* **Exercise objective**: Return the data exactly, with all pictures removed.

* **Records from an annotation dataset**:
──────────

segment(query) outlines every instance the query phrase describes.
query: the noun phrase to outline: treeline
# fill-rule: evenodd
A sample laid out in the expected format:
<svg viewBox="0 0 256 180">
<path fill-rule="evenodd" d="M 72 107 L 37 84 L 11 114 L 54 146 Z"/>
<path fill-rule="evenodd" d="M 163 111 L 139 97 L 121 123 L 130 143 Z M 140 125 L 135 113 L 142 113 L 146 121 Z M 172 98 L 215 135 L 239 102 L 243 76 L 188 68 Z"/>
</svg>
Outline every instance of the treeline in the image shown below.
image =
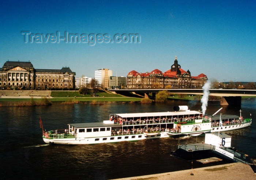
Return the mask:
<svg viewBox="0 0 256 180">
<path fill-rule="evenodd" d="M 218 82 L 217 80 L 211 82 L 211 88 L 214 89 L 256 89 L 256 85 L 254 82 L 242 83 L 234 82 Z"/>
</svg>

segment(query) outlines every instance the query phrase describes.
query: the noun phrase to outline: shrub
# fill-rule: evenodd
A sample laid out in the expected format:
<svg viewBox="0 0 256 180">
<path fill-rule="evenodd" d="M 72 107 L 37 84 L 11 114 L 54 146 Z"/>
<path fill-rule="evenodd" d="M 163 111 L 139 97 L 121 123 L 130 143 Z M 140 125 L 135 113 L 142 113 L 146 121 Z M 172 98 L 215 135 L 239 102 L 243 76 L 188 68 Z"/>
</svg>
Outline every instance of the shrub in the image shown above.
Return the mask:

──────────

* **Output of the exercise**:
segment(query) outlines every instance the query phrase describes.
query: the noun phrase to outline: treeline
# fill-rule: evenodd
A sample laid out in the expected format:
<svg viewBox="0 0 256 180">
<path fill-rule="evenodd" d="M 72 107 L 37 84 L 11 114 L 54 146 Z"/>
<path fill-rule="evenodd" d="M 163 111 L 139 97 L 121 123 L 130 143 Z M 140 125 L 135 113 L 142 113 L 146 121 Z M 172 98 L 215 135 L 239 102 L 243 76 L 188 68 Z"/>
</svg>
Outline every instance of the treeline in the image shown below.
image =
Return the mask:
<svg viewBox="0 0 256 180">
<path fill-rule="evenodd" d="M 218 82 L 217 80 L 211 82 L 211 88 L 214 89 L 256 89 L 256 85 L 254 82 L 242 83 L 234 82 Z"/>
</svg>

segment(query) outlines every instance the query phrase describes.
query: the noun phrase to outline: shrub
# fill-rule: evenodd
A sample laid out in the expected format:
<svg viewBox="0 0 256 180">
<path fill-rule="evenodd" d="M 72 107 L 37 84 L 11 114 L 54 146 Z"/>
<path fill-rule="evenodd" d="M 163 111 L 139 97 L 121 123 L 130 143 Z M 140 125 L 135 113 L 142 113 L 146 121 Z M 172 98 L 215 135 L 239 102 L 243 76 L 188 68 Z"/>
</svg>
Outline every instance of the shrub in the image shown above.
Return the mask:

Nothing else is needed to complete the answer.